-- START Provided information --
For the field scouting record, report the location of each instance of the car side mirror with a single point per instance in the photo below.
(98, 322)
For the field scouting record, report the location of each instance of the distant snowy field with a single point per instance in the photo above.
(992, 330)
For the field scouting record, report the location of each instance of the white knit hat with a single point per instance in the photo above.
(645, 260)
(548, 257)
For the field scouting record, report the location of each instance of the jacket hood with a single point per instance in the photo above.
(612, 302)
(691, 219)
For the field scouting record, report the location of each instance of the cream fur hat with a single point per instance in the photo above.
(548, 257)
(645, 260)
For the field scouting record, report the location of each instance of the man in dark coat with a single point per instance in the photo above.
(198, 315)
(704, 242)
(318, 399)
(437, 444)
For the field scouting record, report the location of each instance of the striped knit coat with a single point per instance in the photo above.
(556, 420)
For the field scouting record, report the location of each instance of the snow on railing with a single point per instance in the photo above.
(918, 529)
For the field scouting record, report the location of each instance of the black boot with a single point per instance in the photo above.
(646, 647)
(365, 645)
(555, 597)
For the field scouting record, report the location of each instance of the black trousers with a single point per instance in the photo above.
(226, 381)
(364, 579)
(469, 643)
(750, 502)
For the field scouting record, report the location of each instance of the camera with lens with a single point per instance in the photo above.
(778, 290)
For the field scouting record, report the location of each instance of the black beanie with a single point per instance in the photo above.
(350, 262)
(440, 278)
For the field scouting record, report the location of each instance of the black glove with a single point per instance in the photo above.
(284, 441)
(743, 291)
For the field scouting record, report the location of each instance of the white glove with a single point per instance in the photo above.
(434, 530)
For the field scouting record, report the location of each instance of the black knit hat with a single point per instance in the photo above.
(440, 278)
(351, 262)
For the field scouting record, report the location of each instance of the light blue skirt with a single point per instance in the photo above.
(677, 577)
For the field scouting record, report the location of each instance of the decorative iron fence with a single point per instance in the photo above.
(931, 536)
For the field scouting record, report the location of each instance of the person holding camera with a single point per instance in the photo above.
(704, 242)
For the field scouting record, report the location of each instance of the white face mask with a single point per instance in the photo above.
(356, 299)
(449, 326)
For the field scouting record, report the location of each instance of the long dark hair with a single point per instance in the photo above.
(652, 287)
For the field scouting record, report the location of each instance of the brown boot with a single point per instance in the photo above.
-- END Provided information --
Problem to solve —
Reproduce every item above verbatim, keeping their order.

Expected answer —
For the field scouting record, report the location of each instance of the car side mirror with a single point per instance in the photo below.
(98, 322)
For the field scouting record, report the location of each instance of the distant snowy field with a single point per instance in the photo above.
(992, 330)
For the field scouting record, report the location of each instance of the white knit hat with a single point per instance in the photo above.
(645, 260)
(548, 257)
For the field scouting record, report the location of each instance of the jacket hood with a single point per instance in the photo above.
(612, 302)
(691, 219)
For the field scouting record, report the location of each instance of the cream fur hat with a single point per instance in the photo above.
(548, 257)
(645, 260)
For the field scouting record, report the location of each instance of the man in dark coat with a single point per instance in the photo above.
(198, 315)
(704, 242)
(318, 399)
(437, 444)
For the field scouting record, report the location of each instance of the striped knit coat with a single point per instance in the photo above.
(556, 420)
For the field scouting record, report the location of each instance of the snow on railing with a single point per instance in the photo above.
(918, 529)
For the field scouting record, report the location of each instance of the black boot with a single point per instance in the photo above.
(646, 647)
(365, 645)
(555, 597)
For the field scouting record, report the location of each instance of the black trousers with a single point per instance in the photo above.
(226, 381)
(364, 579)
(469, 643)
(750, 502)
For the field scouting record, report the location of each instance of the camera with lens with a single point per instance in the photo above.
(778, 290)
For the field scouting record, report the location of each instance of the black beanie with a single point per instance in the photo above.
(350, 262)
(440, 278)
For the field scouting record, report the location of each instance of the black glove with a single point per instance in the photo above.
(284, 441)
(743, 291)
For the field scouting record, report the location of each instance of the white glove with a single point per instance in the photo above.
(434, 530)
For the field scouting record, report the location of each instance of the black knit hat with a single point per instance in the photo above.
(440, 278)
(351, 262)
For the field scouting record, report the location of each instance of the light blue skirt with a single point per instance in the photo above.
(677, 577)
For the field scouting record, report the location of each instance of the decorative iron fence with a single point per instance in the photo above.
(931, 536)
For the field scouting record, report the location of each instance of the person holding camera with a single point per instance in the photo above.
(704, 242)
For the field scouting record, report the location of each instance of the white face mask with a single point per instance in the photo above.
(356, 299)
(449, 326)
For the field scouting record, report the location of each instance of the long dark hair with a single point per instance in the photo above.
(652, 287)
For the field scouting record, report the location of each instance of the brown boot with a single point per instance in the photo above.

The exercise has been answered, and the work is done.